◆ Record set:

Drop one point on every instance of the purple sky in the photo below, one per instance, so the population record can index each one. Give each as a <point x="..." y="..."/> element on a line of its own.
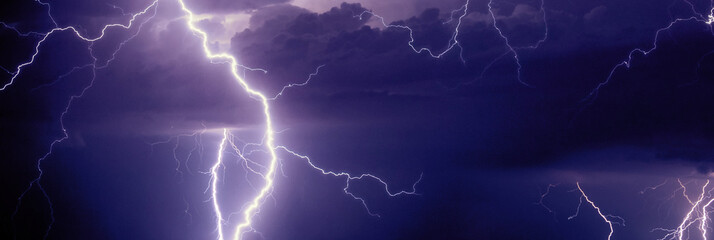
<point x="488" y="125"/>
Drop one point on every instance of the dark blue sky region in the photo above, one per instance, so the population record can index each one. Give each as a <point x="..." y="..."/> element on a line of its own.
<point x="616" y="96"/>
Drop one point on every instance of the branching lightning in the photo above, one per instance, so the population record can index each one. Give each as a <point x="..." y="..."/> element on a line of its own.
<point x="95" y="66"/>
<point x="606" y="217"/>
<point x="268" y="176"/>
<point x="627" y="62"/>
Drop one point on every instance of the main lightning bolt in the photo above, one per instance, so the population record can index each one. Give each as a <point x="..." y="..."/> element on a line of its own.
<point x="269" y="142"/>
<point x="627" y="62"/>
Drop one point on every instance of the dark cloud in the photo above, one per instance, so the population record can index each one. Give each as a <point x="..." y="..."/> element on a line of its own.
<point x="229" y="6"/>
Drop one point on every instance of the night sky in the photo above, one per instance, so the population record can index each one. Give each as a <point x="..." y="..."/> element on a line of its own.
<point x="490" y="131"/>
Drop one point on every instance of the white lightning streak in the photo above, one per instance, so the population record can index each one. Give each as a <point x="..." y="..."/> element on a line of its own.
<point x="214" y="182"/>
<point x="627" y="63"/>
<point x="269" y="132"/>
<point x="76" y="32"/>
<point x="453" y="41"/>
<point x="599" y="212"/>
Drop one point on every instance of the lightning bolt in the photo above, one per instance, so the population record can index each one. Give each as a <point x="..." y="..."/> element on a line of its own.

◆ Exercise details: Your copy of the data should match it exactly, apart from the images, which are omitted.

◆ Written solution:
Drop one point on every instance of the purple sky in the photo below, one per instance, so the population record can index each one. Give each as a <point x="..." y="..."/> element on a line of its own.
<point x="488" y="125"/>
Drop one point on every instance of the dark blue sky region in the photo above, one per instance, so the population record can index each one. Give each as a <point x="..." y="..."/> element on a line of its own.
<point x="616" y="96"/>
Drop one point on every instance of the branching lightning in the photo above, one per instance, so the population record can index each one. Give each as a <point x="..." y="..."/> element on a line of its own.
<point x="95" y="66"/>
<point x="606" y="217"/>
<point x="268" y="176"/>
<point x="627" y="62"/>
Drop one point on every instance of the main lightning bolt in the photo above, one per instance, so the population record can index each one. Give each as a <point x="..." y="..."/> element on a line of its own.
<point x="269" y="142"/>
<point x="627" y="62"/>
Drop one point on every instance of the dark cloud in the photo above, one per instance, so the population record can index each one. Give each as a <point x="..." y="..."/> element on a line of its own.
<point x="229" y="6"/>
Drop one point on every instance of the night sky in the photo above, one per instance, so the population record can index each one. Give each as a <point x="..." y="..."/> element on a line of its own.
<point x="490" y="131"/>
Drop one point on every instance of the white lightning streak in the photo above, one per instance, so the population record can index each one. Give each as a <point x="..." y="..."/> element on a line of its own.
<point x="214" y="182"/>
<point x="627" y="63"/>
<point x="269" y="132"/>
<point x="76" y="32"/>
<point x="453" y="41"/>
<point x="599" y="212"/>
Drop one point on every instance of the lightning bolt in the photo above, one per instance, so the population record can index each one. Give each as a <point x="..." y="..."/> element on a line of its own.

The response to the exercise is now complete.